- [WHAT YOU NEED TO DO]: In the forum thread on planting buckwheat, what soil temperature is given as ideal for germination?

- [PROVIDED PASSAGE]:
# Planting Buckwheat?



## NATTY BUMPO

I'll be putting in some buckwheat in a couple of new food plots as a green manure crop, which will be tilled under around late August. When should I plan on planting buckwheat (middle LP)? Thanks.

Natty B.


----------



## FREEPOP

I believe there is an old saying about after the fourth of July. I'll ask my stepdad, he'll remember.

Here is probably all you'll ever want or need to know:

www.hort.purdue.edu/newcrop/afcm/buckwheat.html


----------



## mich buckmaster

OTAY!!!! Spanky I will be in your gang!!LOL

I couldnt resist, sorry for interupting this post, I just like "The Little Rascals"

Good luck on your crops, I know nothing about buckwheat.


----------



## NATTY BUMPO

Thanks, Freepop!
Purdue grad here - Go Boilers.

You're right - this gives me waaay more than I'll ever need to know on buckwheat.

Natty B


----------



## Liver and Onions

Wet or dry, plant your buckwheat by the 4th of July.
The deer will be in it during Sept. Pheasants in the fall. For some reason the turkeys don't seem to interested.
L & O


----------



## FREEPOP

L & O, congrats, that's the saying.


----------



## Drake

I made the mistake of planting buckwheat on some property I owned near Hart, I couldn't keep the deer or the pouchers out of it, I tolled the CO about the problem ,I suggested where they could setup to watch the plot in the comfort of the car, 
They didn't seem to care,
....nothing happened....
Dave


----------



## dfd189

I always plant my buckwheat in mid May if I am going to use it as a green manure crop. It will go to seed by mid July and when you disk it under you will have a cover crop for whatever you plant afterwords. The buckwheat will be killed off after the first good frost. It is also a great natural weed suppresent when it decomposes.


----------



## wild bill

buckwheat can be planted after the threat of frost is gone and the soil temp reaches 45 degrees. buckwheat will germinate in soil temps from 45 to 105 degrees. for ideal germination the soil should be 80 degrees.


----------



## NATTY BUMPO

Hey guys, thanks for the replies.

Now, come on Spring!

Natty B.

- [DATA PROVIDED]:
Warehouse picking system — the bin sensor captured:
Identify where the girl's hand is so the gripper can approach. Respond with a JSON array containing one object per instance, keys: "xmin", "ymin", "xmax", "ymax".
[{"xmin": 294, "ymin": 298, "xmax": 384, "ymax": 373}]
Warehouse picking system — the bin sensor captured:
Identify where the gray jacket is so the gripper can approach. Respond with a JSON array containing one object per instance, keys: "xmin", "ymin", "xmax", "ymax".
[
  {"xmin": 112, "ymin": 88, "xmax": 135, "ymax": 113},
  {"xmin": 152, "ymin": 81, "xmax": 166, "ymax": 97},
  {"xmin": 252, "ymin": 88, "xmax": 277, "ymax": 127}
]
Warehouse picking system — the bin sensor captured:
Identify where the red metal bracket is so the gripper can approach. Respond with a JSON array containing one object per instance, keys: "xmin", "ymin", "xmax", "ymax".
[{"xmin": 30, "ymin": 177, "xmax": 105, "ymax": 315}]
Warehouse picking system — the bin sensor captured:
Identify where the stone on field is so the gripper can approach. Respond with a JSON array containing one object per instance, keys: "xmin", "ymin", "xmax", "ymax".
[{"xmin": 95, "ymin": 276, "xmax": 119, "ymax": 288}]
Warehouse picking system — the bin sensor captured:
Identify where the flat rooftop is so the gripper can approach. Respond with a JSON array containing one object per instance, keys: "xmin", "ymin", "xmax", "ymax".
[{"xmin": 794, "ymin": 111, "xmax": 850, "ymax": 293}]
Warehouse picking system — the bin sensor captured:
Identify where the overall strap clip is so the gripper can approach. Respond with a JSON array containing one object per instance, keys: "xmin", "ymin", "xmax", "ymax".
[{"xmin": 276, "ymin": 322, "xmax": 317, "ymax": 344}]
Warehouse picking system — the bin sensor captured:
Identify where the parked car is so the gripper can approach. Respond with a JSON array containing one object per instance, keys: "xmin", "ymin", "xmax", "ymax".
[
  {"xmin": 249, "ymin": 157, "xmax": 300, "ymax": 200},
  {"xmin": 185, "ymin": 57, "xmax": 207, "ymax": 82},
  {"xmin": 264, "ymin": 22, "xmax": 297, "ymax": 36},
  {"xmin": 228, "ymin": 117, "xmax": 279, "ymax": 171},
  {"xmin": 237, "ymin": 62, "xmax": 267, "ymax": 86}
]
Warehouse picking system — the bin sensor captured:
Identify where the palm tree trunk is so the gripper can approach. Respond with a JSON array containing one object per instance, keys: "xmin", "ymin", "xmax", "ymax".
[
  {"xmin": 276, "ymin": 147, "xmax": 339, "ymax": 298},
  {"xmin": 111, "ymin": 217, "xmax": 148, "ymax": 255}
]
---
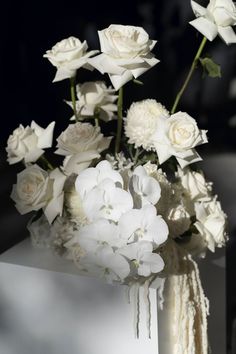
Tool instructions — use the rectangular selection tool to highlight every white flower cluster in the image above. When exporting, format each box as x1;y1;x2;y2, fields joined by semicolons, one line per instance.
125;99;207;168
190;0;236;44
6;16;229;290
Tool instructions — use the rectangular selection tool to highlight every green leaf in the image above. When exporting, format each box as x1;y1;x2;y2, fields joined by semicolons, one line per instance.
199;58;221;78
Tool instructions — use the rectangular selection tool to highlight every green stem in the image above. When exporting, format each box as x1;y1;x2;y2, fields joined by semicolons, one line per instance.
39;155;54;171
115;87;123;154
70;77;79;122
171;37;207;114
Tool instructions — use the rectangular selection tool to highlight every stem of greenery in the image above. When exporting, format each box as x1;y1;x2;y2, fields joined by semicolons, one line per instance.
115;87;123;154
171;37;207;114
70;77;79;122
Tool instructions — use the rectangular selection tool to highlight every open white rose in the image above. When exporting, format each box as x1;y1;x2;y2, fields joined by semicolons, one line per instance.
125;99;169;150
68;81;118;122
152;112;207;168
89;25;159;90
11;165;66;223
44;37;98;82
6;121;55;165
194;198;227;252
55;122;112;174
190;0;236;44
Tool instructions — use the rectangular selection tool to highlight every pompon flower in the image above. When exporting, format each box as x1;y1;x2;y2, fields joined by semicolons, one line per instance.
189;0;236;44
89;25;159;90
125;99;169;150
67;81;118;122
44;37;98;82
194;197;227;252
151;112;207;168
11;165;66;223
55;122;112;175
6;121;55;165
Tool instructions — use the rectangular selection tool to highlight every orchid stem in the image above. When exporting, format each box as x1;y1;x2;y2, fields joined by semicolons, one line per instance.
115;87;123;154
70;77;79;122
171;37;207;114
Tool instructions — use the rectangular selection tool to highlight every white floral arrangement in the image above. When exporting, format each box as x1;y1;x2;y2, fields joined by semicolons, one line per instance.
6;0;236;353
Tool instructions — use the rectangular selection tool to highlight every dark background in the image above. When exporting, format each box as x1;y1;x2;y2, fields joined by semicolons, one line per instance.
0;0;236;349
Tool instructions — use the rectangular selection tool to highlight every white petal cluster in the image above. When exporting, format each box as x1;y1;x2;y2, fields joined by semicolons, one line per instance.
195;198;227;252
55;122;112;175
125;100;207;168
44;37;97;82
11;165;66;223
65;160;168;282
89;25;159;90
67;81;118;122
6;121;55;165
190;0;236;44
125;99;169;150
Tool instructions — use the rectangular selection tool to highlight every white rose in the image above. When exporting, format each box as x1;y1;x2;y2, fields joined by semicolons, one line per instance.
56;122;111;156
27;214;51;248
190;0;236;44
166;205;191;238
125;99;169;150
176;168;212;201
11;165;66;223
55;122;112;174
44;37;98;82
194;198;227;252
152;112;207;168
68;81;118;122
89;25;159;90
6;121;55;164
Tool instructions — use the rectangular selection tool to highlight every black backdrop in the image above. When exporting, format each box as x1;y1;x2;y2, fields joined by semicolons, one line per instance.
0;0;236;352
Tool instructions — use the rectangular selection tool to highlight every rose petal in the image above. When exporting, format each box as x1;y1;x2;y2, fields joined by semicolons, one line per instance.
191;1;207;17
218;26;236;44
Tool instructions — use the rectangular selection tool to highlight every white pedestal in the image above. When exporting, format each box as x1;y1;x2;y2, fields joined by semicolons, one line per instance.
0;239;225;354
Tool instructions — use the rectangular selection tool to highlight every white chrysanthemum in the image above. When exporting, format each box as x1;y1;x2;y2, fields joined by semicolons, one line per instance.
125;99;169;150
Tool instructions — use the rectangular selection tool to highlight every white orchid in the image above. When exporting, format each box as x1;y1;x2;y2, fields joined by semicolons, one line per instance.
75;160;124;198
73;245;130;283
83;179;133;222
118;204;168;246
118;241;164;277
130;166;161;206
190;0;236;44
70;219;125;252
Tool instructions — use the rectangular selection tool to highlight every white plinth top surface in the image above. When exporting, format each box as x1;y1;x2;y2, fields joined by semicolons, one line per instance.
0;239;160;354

- [IN RESPONSE]: 80 degrees